--- WHAT YOU ARE ASKED TO DO ---
Copy each line of the records that contains the word "mountain".

Referring expression pointing data:
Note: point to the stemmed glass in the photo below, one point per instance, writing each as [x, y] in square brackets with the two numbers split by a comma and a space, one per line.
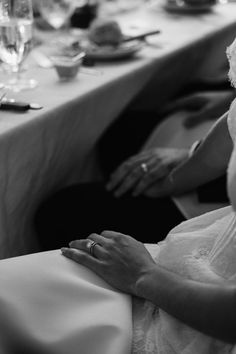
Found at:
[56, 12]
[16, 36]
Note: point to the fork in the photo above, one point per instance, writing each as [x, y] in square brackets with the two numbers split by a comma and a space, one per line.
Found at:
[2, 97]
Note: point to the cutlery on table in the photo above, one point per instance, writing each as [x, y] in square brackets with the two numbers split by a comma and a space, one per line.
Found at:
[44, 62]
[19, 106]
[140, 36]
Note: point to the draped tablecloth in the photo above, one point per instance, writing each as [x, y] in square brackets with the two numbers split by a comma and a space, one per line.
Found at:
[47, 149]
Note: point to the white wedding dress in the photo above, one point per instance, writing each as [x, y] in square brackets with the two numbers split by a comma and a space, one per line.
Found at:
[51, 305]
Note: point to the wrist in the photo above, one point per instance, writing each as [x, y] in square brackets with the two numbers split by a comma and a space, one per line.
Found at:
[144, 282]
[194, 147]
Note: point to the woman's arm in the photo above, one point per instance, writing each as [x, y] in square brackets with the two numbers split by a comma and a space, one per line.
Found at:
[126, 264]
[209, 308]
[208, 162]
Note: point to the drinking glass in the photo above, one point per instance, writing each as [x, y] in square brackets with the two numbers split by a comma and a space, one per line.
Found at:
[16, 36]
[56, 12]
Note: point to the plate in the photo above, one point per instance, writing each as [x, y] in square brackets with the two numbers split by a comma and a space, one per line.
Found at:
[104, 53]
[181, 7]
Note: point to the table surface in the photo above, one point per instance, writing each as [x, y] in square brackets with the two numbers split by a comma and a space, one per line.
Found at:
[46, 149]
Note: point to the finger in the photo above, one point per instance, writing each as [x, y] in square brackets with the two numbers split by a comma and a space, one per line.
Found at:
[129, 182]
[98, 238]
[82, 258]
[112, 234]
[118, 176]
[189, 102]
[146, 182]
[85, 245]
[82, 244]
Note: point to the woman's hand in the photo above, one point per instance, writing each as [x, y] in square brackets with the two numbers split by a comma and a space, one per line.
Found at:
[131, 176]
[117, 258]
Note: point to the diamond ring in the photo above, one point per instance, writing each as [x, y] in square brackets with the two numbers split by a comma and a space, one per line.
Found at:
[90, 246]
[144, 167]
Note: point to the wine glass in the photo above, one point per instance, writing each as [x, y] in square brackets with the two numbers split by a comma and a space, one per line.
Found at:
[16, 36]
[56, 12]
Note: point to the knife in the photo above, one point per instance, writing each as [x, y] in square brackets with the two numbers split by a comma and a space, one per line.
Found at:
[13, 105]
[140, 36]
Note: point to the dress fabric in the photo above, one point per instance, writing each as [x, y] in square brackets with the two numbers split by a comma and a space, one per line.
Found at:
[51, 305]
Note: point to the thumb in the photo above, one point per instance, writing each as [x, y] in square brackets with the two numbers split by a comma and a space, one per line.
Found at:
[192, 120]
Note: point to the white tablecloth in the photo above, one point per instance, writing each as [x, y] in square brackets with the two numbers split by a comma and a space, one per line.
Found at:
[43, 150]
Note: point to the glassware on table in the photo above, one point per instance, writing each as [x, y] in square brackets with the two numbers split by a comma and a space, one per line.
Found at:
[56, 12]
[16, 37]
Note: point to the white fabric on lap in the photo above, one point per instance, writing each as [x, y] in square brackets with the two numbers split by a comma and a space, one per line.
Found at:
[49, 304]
...
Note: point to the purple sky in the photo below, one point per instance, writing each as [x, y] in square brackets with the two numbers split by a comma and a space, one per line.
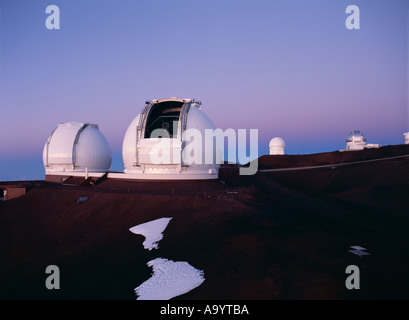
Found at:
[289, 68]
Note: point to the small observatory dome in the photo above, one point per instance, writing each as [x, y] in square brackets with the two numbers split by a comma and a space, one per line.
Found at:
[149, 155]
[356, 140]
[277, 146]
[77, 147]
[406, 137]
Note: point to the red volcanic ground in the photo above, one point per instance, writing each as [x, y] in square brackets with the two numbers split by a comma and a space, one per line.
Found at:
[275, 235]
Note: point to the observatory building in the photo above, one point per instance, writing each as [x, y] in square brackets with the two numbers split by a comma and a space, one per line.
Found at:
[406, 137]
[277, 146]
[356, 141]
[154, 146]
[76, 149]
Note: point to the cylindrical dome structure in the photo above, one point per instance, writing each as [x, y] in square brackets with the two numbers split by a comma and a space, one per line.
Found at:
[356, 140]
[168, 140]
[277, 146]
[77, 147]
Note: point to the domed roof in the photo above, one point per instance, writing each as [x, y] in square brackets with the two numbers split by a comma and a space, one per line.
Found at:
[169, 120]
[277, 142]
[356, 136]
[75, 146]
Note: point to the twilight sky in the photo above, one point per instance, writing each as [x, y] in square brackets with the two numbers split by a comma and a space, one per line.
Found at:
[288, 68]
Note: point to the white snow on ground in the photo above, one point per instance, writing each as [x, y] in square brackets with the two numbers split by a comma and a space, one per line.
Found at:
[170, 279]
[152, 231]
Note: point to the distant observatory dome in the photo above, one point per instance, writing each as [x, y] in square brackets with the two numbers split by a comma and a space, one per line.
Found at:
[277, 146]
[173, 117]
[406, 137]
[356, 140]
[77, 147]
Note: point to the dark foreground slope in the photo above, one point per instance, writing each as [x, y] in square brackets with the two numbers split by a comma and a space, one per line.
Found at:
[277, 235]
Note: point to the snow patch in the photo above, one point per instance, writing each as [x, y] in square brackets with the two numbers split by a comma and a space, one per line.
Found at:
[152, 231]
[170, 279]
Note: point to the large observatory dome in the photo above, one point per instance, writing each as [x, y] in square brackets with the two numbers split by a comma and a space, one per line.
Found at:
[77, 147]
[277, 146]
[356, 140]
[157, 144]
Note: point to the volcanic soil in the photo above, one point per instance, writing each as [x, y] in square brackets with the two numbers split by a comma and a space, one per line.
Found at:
...
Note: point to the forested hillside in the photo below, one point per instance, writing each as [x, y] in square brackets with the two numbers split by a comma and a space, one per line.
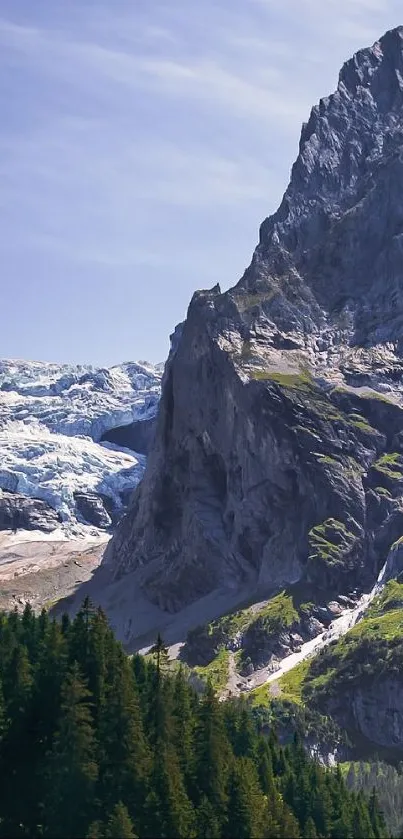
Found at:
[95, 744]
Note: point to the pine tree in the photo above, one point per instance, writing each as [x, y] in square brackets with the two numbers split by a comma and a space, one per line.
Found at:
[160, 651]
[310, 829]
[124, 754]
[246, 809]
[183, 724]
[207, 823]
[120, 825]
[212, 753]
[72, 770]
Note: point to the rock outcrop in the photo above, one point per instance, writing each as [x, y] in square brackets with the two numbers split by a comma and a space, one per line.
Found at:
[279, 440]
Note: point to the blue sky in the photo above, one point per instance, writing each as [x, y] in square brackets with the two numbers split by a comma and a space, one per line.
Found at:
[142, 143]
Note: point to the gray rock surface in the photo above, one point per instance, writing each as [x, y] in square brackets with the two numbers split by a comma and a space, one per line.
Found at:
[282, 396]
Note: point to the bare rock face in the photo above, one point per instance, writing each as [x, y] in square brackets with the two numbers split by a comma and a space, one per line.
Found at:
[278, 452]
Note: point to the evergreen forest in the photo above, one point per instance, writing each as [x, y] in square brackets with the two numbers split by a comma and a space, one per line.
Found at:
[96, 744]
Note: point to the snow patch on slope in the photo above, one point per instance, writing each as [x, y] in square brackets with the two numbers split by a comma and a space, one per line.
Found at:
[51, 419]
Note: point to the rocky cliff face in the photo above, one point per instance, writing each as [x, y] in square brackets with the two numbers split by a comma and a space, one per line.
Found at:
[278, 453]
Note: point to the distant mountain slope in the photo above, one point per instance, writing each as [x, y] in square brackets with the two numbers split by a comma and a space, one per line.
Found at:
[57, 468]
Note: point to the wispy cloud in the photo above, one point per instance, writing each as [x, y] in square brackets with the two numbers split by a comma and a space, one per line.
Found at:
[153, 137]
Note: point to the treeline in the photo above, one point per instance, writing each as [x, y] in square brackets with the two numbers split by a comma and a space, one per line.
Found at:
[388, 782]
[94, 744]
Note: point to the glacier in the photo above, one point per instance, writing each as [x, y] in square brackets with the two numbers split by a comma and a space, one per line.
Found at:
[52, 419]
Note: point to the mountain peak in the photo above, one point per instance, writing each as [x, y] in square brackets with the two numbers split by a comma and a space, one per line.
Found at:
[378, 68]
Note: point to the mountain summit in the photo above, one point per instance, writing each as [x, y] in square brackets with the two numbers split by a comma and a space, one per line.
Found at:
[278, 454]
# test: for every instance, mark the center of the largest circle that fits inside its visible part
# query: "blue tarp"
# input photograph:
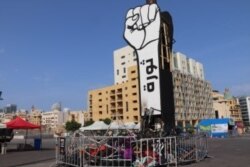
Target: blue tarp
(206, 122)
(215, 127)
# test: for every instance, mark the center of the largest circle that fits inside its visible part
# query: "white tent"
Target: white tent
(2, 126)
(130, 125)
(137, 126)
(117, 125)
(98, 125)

--- ANSWER FOR THIS EXERCISE ---
Note: point to the distant mountain slope in the photo above, one point per instance, writing each as [x, y] in square brackets with the two numbers split by a comma and a space, one per line.
Note: point to the mountain peak in the photo above, one point per instance, writing each as [x, y] in square brackets with the two numbers split by a comma and a space, one per line.
Note: point to the mountain summit in the photo above, one point per instance, writing each as [x, y] in square brackets with the two numbers split by a comma and a space, one per line.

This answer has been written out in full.